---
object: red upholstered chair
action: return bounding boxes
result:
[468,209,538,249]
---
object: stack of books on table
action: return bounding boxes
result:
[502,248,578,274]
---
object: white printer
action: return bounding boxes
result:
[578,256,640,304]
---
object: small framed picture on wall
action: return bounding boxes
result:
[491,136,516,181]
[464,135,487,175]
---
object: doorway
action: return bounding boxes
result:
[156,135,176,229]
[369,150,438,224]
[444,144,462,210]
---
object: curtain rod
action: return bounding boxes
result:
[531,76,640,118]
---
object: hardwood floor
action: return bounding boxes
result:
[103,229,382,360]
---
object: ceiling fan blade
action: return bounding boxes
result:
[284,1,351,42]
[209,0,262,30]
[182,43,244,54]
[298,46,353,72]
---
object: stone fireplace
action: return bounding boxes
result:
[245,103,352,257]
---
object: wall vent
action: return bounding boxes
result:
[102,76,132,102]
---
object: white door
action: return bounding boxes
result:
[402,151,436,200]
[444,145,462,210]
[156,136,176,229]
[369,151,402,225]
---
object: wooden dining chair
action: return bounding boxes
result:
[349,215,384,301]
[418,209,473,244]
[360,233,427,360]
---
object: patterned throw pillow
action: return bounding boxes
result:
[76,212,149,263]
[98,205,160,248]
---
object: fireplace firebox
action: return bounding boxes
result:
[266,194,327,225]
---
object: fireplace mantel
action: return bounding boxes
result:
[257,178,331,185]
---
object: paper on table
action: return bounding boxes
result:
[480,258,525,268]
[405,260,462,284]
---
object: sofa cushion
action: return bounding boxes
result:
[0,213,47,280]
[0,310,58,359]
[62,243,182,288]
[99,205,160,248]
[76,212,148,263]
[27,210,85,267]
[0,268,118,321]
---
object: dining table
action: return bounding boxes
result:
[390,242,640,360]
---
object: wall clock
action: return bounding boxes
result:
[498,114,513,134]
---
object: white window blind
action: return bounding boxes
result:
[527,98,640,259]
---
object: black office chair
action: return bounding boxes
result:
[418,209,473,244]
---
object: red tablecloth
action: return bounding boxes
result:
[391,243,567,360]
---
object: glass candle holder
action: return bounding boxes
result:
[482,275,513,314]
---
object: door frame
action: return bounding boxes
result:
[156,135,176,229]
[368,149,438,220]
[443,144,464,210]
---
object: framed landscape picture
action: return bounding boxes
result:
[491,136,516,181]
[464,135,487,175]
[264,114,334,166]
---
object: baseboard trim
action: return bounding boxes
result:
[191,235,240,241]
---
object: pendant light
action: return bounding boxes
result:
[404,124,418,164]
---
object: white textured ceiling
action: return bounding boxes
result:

* [Objective]:
Return each line of the items above that contains the string "wall". Case counts.

* [Correct response]:
object: small framed picture on wall
object: wall vent
object: wall clock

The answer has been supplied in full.